Propomos para o grupo “um” e foi também impressionante como eles ficaram atentos.

Sentadinhos e com a atenção focada no aparelho televisor, como nunca ficaram em nenhuma

outra projeção. A primeira música que é apresentada pelo DVD, é uma música conhecida

através de audição do CD que utilizamos na creche e, possivelmente, em casa também devem

ter ouvido, pois é o tema de abertura do programa apresentado na pela televisão. Eles

pareciam estar gostando, alguns até se mexiam no ritmo da música, balançando o tronco e os

bracinhos. Eles ouviram até a segunda música de maneira concentrada, sem que

precisássemos fazer qualquer mediação. A partir da terceira música, alguns já começaram a se

interessar pelos diversos estímulos que a sala apresenta: prateleiras com livros, alguns

bichinhos de pelúcia, objetos e brinquedos em cima da mesa etc.. Com a nossa intervenção

chamando a atenção para o que estava sendo apresentado, eles voltaram a se concentrar por

alguns segundos, para, logo em seguida, dispersar novamente, levantando da cadeira, pegando

os livros nas prateleiras... Esse movimento de alguns foi estimulando os outros e

permanecemos só mais um pouco até uma parte da quarta música, visto que alguns poucos

ainda estavam atentos.

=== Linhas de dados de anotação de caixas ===

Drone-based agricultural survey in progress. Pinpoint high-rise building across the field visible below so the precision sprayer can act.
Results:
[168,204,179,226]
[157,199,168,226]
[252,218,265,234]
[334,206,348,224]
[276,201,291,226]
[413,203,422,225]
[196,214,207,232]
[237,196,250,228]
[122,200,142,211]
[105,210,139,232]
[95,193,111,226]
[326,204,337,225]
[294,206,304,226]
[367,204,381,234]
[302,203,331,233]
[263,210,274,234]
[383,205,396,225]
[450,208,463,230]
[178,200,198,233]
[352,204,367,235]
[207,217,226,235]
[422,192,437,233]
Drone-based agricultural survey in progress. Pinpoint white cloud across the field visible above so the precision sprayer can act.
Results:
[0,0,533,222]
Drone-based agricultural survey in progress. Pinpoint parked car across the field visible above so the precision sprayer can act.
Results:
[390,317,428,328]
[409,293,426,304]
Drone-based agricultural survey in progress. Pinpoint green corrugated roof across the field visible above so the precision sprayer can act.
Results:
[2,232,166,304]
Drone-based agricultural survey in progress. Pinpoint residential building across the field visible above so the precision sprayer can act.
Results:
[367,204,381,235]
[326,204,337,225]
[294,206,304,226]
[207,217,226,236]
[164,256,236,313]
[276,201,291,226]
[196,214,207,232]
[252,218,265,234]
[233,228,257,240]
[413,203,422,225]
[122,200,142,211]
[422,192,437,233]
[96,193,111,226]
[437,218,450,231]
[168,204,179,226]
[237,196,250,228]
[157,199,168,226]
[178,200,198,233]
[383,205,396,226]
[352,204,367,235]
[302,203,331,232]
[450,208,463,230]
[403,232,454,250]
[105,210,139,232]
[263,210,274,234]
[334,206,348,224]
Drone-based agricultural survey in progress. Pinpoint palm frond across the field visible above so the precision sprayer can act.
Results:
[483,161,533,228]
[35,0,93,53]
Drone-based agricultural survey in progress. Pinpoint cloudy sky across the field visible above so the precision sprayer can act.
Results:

=== Objetivo ===
Dê continuidade ao relato sobre a exibição do DVD às crianças da creche, partindo da última frase apresentada.

=== Resposta da tarefa ===
Apesar do material ser de boa qualidade e muito bonito, a maioria das crianças, neste primeiro

dia com o DVD do Cocoricó, não apresentou um grau de concentração grande, se comparado

com os grupos “dois” e “três”. Contudo, o grupo apresentou muita atenção durante o tempo

que esteve concentrado, o que foi significativo. Em dias posteriores, esse tempo foi se

alargando, entretanto o máximo conseguido no semestre foi de 25 a 30 min.

“Brincando com a fantasia”

(G2) 30min.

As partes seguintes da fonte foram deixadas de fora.